Set exercise.
Copy out every line of the records below, requests included. Add 57 to each coordinate in the answers, and leave out the pictures.

Dataset content.
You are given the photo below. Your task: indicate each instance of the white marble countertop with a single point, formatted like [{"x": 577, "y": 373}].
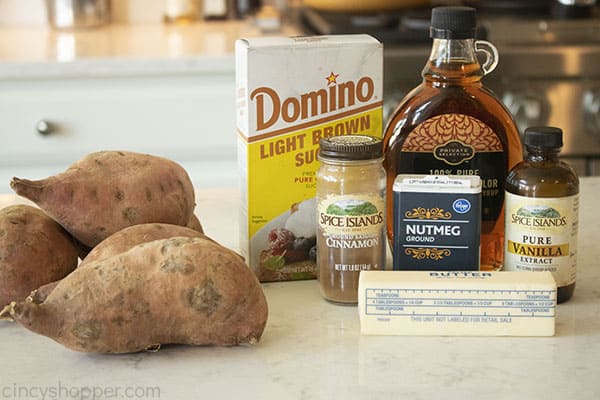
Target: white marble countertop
[
  {"x": 313, "y": 350},
  {"x": 123, "y": 49}
]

Written answer.
You are given the photo below. Your task: indicate each instance of the white marble countertop with a single point, formatted like [{"x": 577, "y": 373}].
Target: white marble countertop
[
  {"x": 370, "y": 407},
  {"x": 180, "y": 106}
]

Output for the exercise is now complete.